Rows of box annotation data

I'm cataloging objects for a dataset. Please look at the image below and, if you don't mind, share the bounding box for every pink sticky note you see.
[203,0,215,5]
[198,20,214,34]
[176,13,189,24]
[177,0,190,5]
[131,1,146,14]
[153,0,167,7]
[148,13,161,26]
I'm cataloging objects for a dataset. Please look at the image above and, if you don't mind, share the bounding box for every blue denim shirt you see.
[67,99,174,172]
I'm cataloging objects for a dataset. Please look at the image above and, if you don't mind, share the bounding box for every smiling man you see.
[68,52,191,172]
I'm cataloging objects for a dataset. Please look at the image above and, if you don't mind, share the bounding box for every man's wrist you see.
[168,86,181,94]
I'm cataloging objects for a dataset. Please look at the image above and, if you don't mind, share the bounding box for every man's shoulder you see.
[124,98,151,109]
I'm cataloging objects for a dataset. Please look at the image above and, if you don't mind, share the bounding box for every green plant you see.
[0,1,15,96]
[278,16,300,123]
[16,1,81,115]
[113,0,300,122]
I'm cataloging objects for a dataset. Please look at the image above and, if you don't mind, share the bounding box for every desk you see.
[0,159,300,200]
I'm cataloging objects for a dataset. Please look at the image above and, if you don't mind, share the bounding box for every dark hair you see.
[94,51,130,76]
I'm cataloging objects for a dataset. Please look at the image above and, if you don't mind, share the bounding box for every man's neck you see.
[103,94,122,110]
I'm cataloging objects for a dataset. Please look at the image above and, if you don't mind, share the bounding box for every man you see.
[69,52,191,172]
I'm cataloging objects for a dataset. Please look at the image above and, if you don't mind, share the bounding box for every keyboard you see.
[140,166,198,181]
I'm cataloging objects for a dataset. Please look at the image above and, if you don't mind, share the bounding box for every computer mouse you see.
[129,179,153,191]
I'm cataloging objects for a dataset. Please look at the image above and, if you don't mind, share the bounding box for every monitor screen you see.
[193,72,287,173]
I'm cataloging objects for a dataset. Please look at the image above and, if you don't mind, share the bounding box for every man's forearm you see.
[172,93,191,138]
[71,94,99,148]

Objective
Turn all of the records above into a numbered list with one item per line, leaving out any blank lines.

Answer to the problem
1. I'm cataloging objects for a dataset. Please look at the image below and, if you don't mind, share the bounding box for every pink sticky note you see.
2. [203,0,215,5]
3. [198,20,214,34]
4. [176,13,189,24]
5. [177,0,190,5]
6. [131,1,146,14]
7. [153,0,167,7]
8. [148,13,161,26]
9. I'm cataloging objects for a dataset. Please look at the image above and, if you don't mind, share the bounding box for every blue denim shirt you see.
10. [67,99,174,172]
11. I'm cataloging objects for a dataset. Please look at the image above and, if you don't mind, share the bounding box for every smiling man you see.
12. [68,52,191,172]
13. I'm cataloging objects for a dataset. Please look at the image above and, if you don't mind, share the bounding box for every man's wrist you see.
14. [168,86,181,94]
15. I'm cataloging objects for a dataset. Please look at the image above and, if you don't mind, share the bounding box for every man's shoulder you see.
16. [124,98,151,109]
17. I'm cataloging objects for a dataset. Please look at the image above and, if you don't mind, share the bounding box for every green plant you see.
18. [0,1,15,96]
19. [278,16,300,123]
20. [16,1,81,115]
21. [113,0,300,122]
22. I'm cataloging objects for a dataset. Please look at the image above and, if you don't mind, share the bounding box for every desk you see.
23. [0,159,300,200]
24. I'm cataloging objects for a dataset. Please look at the image above and, if you don't mind, share the bounding box for every dark hair you see.
25. [94,51,130,76]
26. I'm cataloging objects for a dataset. Please look at the image above and, if you don't mind, share the bounding box for every man's neck you see.
27. [103,94,122,110]
28. I'm cataloging objects for a dataset. Please look at the image above and, if you don't mind, share the bounding box for every man you see.
29. [69,52,191,172]
30. I'm cataloging objects for a dataset. Please look at the image above and, if you don't mind, share the bounding box for every keyboard you see.
31. [140,166,198,181]
32. I'm cataloging objects for a dataset. Please look at the image above and, if you don't mind, share the bounding box for every computer mouse you see.
33. [129,179,153,191]
34. I'm cataloging objects for a dataset. Please look at the image above and, if you don't mind, share the bounding box for every monitor screen you see.
35. [193,72,287,173]
36. I'm cataloging objects for a dataset. Please look at the image above and, if you don't mind, share the bounding box for every man's forearm you see.
37. [172,93,191,138]
38. [71,94,99,148]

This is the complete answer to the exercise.